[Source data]
________________________________________
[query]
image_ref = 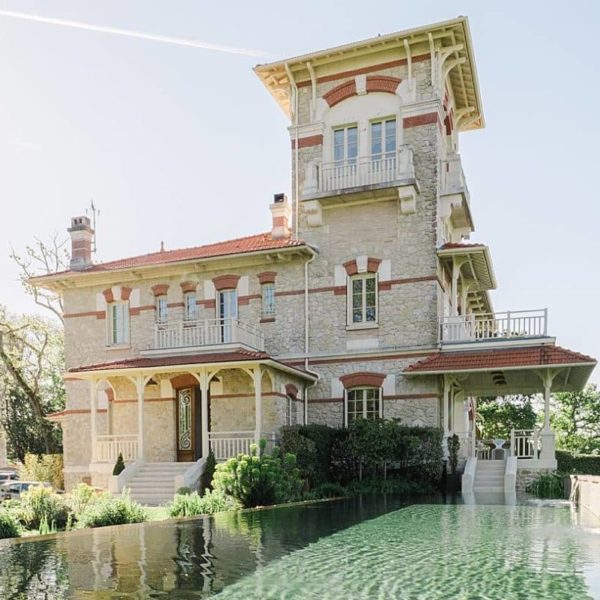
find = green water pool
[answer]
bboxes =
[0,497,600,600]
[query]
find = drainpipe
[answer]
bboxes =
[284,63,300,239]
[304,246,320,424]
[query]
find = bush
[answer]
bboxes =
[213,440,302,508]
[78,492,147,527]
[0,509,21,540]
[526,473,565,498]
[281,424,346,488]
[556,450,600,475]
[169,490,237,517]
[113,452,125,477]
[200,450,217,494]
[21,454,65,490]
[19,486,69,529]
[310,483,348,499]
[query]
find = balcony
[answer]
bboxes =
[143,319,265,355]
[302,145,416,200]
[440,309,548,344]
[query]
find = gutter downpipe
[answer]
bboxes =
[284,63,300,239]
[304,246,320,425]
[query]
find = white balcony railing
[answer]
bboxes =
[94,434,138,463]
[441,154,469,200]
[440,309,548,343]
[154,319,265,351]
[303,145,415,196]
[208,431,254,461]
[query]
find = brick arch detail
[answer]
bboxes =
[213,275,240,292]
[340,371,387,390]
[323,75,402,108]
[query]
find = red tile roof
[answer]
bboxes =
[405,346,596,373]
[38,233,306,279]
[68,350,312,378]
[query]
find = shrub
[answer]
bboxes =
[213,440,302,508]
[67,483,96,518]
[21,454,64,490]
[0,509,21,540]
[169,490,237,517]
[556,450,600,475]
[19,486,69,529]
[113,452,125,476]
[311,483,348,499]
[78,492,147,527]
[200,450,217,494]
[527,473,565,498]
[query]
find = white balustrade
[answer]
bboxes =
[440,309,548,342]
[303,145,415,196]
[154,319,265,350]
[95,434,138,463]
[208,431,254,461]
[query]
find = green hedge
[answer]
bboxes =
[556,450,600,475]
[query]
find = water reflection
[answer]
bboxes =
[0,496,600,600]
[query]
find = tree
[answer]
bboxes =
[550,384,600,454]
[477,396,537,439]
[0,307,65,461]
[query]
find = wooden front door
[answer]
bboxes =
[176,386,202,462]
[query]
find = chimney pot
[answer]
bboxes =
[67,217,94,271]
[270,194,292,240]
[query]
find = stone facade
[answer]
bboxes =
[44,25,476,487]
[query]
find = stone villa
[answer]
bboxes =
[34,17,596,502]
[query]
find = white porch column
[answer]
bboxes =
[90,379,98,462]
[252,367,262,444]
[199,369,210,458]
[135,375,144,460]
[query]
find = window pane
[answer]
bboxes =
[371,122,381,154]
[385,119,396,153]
________________________________________
◆ WHAT TO WORK ON: Extract every line of the source data above word for word, omitting the pictures.

◆ THE ANSWER:
[query]
image_ref = 
find = green water pool
[answer]
bboxes =
[0,497,600,600]
[query]
find = drainpipe
[answer]
bboxes =
[284,63,300,239]
[304,246,320,424]
[query]
find = bush
[answer]
bboxes =
[213,440,302,508]
[78,492,147,527]
[0,509,21,540]
[526,473,565,498]
[281,424,346,488]
[556,450,600,475]
[169,490,237,517]
[113,452,125,477]
[200,450,217,494]
[21,454,65,490]
[19,486,69,529]
[310,483,348,499]
[query]
find = balcony
[answer]
bboxes =
[143,319,265,355]
[302,145,416,200]
[440,309,548,344]
[query]
find = gutter downpipe
[answer]
bboxes =
[284,63,300,239]
[304,246,320,425]
[query]
find = white balcony railing
[answer]
bboxes =
[94,434,138,463]
[441,154,469,200]
[440,309,548,343]
[154,319,265,351]
[303,145,415,196]
[208,431,254,461]
[query]
find = brick arch detail
[answer]
bboxes =
[213,275,240,292]
[340,371,387,390]
[323,75,402,108]
[query]
find = red tile roof
[answer]
bboxes =
[405,346,596,373]
[38,233,306,279]
[68,350,312,378]
[query]
find = shrub
[answer]
bboxes =
[213,440,302,508]
[67,483,96,518]
[21,454,64,490]
[0,509,21,540]
[169,490,237,517]
[556,450,600,475]
[19,486,69,529]
[113,452,125,476]
[311,483,348,499]
[78,492,147,527]
[200,450,217,494]
[527,473,565,498]
[query]
find = white balustrade
[answer]
bboxes =
[440,309,548,342]
[303,145,415,196]
[154,319,265,350]
[95,434,138,463]
[208,431,254,461]
[query]
find = green hedge
[answer]
bboxes =
[556,450,600,475]
[query]
find = water reflection
[answer]
bboxes =
[0,496,600,600]
[query]
find = tree
[answer]
bboxes =
[550,384,600,454]
[477,396,537,439]
[0,307,65,461]
[query]
find = wooden front door
[answer]
bboxes =
[176,386,202,462]
[query]
find = chimney pot
[answer]
bboxes =
[67,217,94,271]
[270,194,292,240]
[query]
find = stone facade
[answer]
bboxes =
[44,25,476,487]
[query]
find = stone villa
[answer]
bboxes =
[34,17,596,502]
[query]
find = white porch column
[answer]
bboxes =
[90,379,98,462]
[252,367,262,444]
[199,369,210,458]
[135,375,144,460]
[query]
find = window pane
[answer]
bboxes =
[371,122,381,154]
[385,119,396,153]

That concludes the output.